Data to examine:

[Start of Attachment]

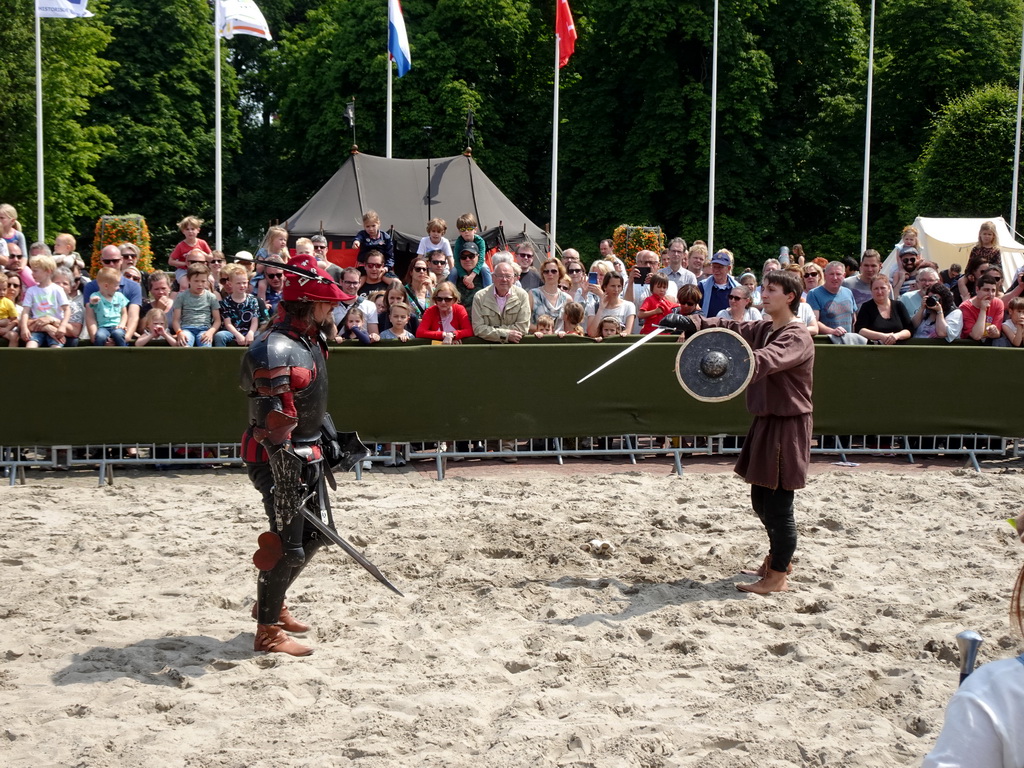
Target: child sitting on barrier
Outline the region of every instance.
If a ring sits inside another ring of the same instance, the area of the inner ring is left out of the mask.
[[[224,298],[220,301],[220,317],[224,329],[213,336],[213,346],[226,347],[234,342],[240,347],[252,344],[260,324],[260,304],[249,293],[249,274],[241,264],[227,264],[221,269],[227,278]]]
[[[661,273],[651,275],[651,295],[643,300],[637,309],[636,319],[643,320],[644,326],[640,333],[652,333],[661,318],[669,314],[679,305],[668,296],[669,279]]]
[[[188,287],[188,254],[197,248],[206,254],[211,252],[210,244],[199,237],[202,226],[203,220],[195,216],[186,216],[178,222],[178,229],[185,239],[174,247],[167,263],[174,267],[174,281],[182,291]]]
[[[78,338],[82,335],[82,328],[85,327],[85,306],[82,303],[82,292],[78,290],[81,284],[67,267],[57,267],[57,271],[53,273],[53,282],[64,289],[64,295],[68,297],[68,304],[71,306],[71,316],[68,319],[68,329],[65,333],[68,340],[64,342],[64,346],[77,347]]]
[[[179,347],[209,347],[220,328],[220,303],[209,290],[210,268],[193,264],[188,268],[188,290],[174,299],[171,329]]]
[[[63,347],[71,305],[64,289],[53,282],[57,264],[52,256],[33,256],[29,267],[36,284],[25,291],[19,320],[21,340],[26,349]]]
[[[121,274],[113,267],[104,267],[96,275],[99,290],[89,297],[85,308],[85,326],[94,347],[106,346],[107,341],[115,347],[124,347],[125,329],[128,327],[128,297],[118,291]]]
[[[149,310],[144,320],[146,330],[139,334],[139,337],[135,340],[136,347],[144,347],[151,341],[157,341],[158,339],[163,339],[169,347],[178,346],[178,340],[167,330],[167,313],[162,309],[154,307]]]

[End of Attachment]
[Start of Attachment]

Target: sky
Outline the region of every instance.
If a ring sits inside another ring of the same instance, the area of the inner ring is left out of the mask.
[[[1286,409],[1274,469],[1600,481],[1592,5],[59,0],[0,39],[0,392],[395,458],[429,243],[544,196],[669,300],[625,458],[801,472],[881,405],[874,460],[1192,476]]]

[End of Attachment]
[Start of Attachment]

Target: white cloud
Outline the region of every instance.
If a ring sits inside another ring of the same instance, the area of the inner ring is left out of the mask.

[End of Attachment]

What the task asks: Work out how many lines of the material include "Target", then report only that count.

Written response: 3